TASK DIRECTIONS:
Please copy every one of the following items line for line, changing no character.

INPUT FOR THIS TASK:
+++++

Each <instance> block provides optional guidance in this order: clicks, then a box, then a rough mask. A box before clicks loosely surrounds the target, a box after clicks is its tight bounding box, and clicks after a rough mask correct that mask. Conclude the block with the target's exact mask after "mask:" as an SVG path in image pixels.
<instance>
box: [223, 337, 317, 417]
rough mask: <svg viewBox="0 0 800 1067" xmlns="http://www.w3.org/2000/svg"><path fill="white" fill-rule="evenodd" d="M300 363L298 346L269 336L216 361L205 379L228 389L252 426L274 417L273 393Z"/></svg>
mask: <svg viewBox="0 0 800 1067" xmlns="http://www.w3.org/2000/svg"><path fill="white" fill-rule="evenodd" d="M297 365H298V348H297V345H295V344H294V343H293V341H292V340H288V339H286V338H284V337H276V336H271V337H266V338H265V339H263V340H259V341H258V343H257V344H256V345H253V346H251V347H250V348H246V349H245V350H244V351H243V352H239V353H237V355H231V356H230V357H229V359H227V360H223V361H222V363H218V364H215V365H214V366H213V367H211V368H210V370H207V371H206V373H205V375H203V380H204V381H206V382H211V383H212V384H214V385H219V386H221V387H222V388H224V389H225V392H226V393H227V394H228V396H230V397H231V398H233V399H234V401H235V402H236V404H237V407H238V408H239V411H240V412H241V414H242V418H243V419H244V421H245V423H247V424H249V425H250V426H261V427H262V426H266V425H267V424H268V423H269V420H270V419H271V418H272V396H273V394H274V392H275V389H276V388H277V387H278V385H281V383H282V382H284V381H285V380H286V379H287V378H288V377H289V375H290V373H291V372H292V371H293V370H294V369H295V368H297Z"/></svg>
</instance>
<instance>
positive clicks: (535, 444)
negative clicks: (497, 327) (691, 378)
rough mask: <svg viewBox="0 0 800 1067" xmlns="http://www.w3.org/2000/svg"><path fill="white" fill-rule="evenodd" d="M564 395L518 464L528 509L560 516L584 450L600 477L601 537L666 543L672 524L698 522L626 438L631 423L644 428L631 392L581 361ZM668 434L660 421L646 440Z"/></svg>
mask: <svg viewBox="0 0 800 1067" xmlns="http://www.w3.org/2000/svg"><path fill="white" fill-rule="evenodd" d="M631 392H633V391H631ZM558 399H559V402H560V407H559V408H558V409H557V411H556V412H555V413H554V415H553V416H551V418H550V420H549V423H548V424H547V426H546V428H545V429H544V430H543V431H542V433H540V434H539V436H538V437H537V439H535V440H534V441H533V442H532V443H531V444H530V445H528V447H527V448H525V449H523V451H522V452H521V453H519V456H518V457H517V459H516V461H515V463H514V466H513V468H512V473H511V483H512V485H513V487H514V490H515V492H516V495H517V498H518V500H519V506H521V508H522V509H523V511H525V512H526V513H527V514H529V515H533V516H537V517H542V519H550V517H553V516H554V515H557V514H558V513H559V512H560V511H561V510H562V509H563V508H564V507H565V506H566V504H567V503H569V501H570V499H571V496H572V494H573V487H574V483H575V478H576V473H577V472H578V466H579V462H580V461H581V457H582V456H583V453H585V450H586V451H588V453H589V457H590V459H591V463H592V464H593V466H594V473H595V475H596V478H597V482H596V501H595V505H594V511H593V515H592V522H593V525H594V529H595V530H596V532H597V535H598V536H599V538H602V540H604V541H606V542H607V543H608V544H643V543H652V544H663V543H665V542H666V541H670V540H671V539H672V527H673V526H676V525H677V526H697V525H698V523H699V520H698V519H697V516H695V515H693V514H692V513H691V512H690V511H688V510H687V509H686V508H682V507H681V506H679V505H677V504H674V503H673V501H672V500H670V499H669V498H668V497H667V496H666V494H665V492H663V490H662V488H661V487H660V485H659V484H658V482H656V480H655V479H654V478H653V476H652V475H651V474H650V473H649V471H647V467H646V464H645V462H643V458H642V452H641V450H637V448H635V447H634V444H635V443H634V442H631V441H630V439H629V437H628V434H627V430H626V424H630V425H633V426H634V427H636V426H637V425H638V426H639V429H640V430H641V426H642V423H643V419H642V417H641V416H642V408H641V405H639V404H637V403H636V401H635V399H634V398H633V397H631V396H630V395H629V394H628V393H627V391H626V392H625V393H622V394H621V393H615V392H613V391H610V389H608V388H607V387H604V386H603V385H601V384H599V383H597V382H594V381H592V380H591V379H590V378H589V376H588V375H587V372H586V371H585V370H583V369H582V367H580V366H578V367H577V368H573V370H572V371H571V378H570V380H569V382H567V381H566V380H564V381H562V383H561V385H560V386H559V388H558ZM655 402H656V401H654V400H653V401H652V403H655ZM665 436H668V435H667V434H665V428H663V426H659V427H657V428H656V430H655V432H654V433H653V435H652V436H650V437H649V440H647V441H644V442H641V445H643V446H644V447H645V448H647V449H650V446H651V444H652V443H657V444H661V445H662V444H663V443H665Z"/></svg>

+++++

RESPONSE AREA:
Each <instance> block provides optional guidance in this order: clicks, then a box, then a rough mask. A box before clicks loosely surrounds the target, a box after clicks is its tight bounding box, and clicks after a rough mask correct that mask. Conclude the block with the target's exact mask after "mask:" as an SVG path in image pixels.
<instance>
box: [223, 337, 317, 417]
rough mask: <svg viewBox="0 0 800 1067" xmlns="http://www.w3.org/2000/svg"><path fill="white" fill-rule="evenodd" d="M300 363L298 346L269 336L216 361L205 379L228 389L252 426L274 417L273 393Z"/></svg>
mask: <svg viewBox="0 0 800 1067" xmlns="http://www.w3.org/2000/svg"><path fill="white" fill-rule="evenodd" d="M297 365H298V348H297V345H295V344H294V343H293V341H292V340H288V339H286V338H284V337H276V336H271V337H266V338H265V339H263V340H259V341H258V343H257V344H256V345H253V346H251V347H250V348H246V349H245V350H244V351H243V352H239V353H237V355H231V356H230V357H229V359H227V360H223V361H222V363H218V364H215V365H214V366H213V367H211V368H210V370H207V371H206V373H205V375H203V380H204V381H206V382H211V383H212V384H214V385H219V386H221V387H222V388H224V389H225V392H226V393H227V394H228V396H230V397H231V398H233V399H234V401H235V402H236V404H237V407H238V408H239V411H240V412H241V414H242V418H243V419H244V421H245V423H247V424H249V425H250V426H261V427H262V426H266V425H267V424H268V423H269V420H270V419H271V418H272V396H273V394H274V392H275V389H276V388H277V387H278V385H281V383H282V382H284V381H285V380H286V379H287V378H288V377H289V375H290V373H291V372H292V371H293V370H294V369H295V368H297Z"/></svg>
</instance>
<instance>
positive clicks: (535, 444)
negative clicks: (497, 327) (691, 378)
rough mask: <svg viewBox="0 0 800 1067" xmlns="http://www.w3.org/2000/svg"><path fill="white" fill-rule="evenodd" d="M564 395L518 464L528 509L560 516L584 450L600 477L601 537L666 543L672 524L698 522L626 438L631 423L644 428L631 392L581 361ZM668 434L660 421L646 440Z"/></svg>
mask: <svg viewBox="0 0 800 1067" xmlns="http://www.w3.org/2000/svg"><path fill="white" fill-rule="evenodd" d="M631 392H633V391H631ZM558 399H559V402H560V407H559V408H558V409H557V411H556V412H555V413H554V415H553V416H551V418H550V420H549V423H548V424H547V426H546V428H545V429H544V430H543V431H542V433H540V434H539V436H538V437H537V439H535V440H534V441H533V442H532V443H531V444H530V445H528V447H527V448H525V449H523V451H522V452H521V453H519V456H518V457H517V459H516V461H515V463H514V466H513V468H512V473H511V483H512V485H513V487H514V490H515V492H516V495H517V498H518V500H519V506H521V508H522V509H523V511H525V512H526V513H527V514H529V515H533V516H537V517H542V519H550V517H553V516H554V515H557V514H558V513H559V512H560V511H561V510H562V509H563V508H564V507H565V506H566V504H567V503H569V501H570V499H571V496H572V494H573V487H574V483H575V478H576V473H577V472H578V466H579V462H580V461H581V457H582V456H583V453H585V450H586V451H588V453H589V457H590V459H591V463H592V464H593V466H594V473H595V475H596V478H597V482H596V501H595V505H594V511H593V515H592V522H593V525H594V529H595V530H596V532H597V535H598V536H599V538H602V540H604V541H606V542H607V543H608V544H643V543H652V544H663V543H665V542H666V541H670V540H671V539H672V527H673V526H676V525H677V526H697V525H698V523H699V520H698V519H697V516H695V515H693V514H692V513H691V512H690V511H688V510H687V509H686V508H682V507H681V506H679V505H677V504H674V503H673V501H672V500H670V499H669V498H668V497H667V496H666V494H665V492H663V490H662V488H661V487H660V485H659V484H658V482H656V480H655V479H654V478H653V476H652V475H651V474H650V473H649V471H647V467H646V464H645V462H643V458H642V452H641V450H637V448H635V447H634V444H635V443H634V442H631V441H630V439H629V437H628V434H627V430H626V424H630V425H633V426H634V427H636V426H637V425H638V426H639V429H640V430H641V426H642V423H643V419H642V417H641V416H642V408H641V405H639V404H637V403H636V401H635V399H634V398H633V397H631V396H630V395H629V394H628V393H627V391H626V392H625V393H622V394H621V393H615V392H613V391H610V389H608V388H607V387H604V386H603V385H601V384H599V383H597V382H594V381H592V380H591V379H590V378H589V376H588V375H587V372H586V371H585V370H583V369H582V367H580V366H578V367H577V368H573V370H572V371H571V378H570V380H569V382H567V381H566V380H564V381H562V383H561V385H560V386H559V388H558ZM655 402H656V401H654V400H653V401H652V403H655ZM665 436H668V435H667V434H665V428H663V426H659V427H657V428H656V430H655V432H654V433H653V435H652V436H650V437H649V440H647V441H644V442H641V445H643V446H644V447H645V448H647V449H650V446H651V444H652V443H657V444H661V445H662V444H663V443H665Z"/></svg>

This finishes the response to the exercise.